--- Start ---
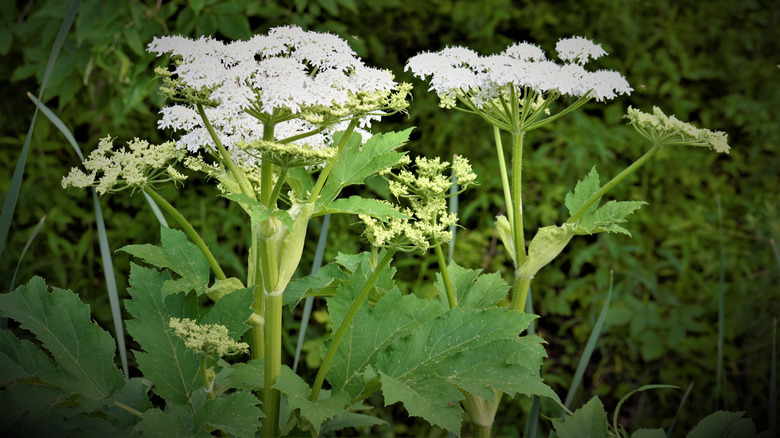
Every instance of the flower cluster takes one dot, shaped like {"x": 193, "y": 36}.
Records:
{"x": 426, "y": 190}
{"x": 207, "y": 338}
{"x": 460, "y": 73}
{"x": 136, "y": 166}
{"x": 290, "y": 81}
{"x": 660, "y": 128}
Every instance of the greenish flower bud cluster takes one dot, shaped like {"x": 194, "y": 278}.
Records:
{"x": 660, "y": 128}
{"x": 426, "y": 191}
{"x": 288, "y": 155}
{"x": 135, "y": 166}
{"x": 206, "y": 338}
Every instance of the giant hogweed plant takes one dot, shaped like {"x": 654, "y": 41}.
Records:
{"x": 279, "y": 123}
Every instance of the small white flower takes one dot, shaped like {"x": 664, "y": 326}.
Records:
{"x": 578, "y": 49}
--- End ---
YOUR GOAL. Copy out every one of the entries above word for word, leaving out the pictures.

TASK RESPONSE.
Every instance of the flower cluster takes one dot, shaped like {"x": 193, "y": 36}.
Records:
{"x": 426, "y": 190}
{"x": 207, "y": 338}
{"x": 460, "y": 73}
{"x": 136, "y": 166}
{"x": 290, "y": 81}
{"x": 660, "y": 128}
Every instance of the greenish flower bud cluster takes one dot, shaped like {"x": 194, "y": 278}.
Records:
{"x": 660, "y": 128}
{"x": 426, "y": 191}
{"x": 288, "y": 155}
{"x": 135, "y": 166}
{"x": 206, "y": 338}
Every instance of the giant hogweed plant takes one dot, shaped like {"x": 654, "y": 41}.
Records:
{"x": 279, "y": 123}
Every instance of the small white flower takes one dot, shaped like {"x": 664, "y": 326}.
Records:
{"x": 578, "y": 49}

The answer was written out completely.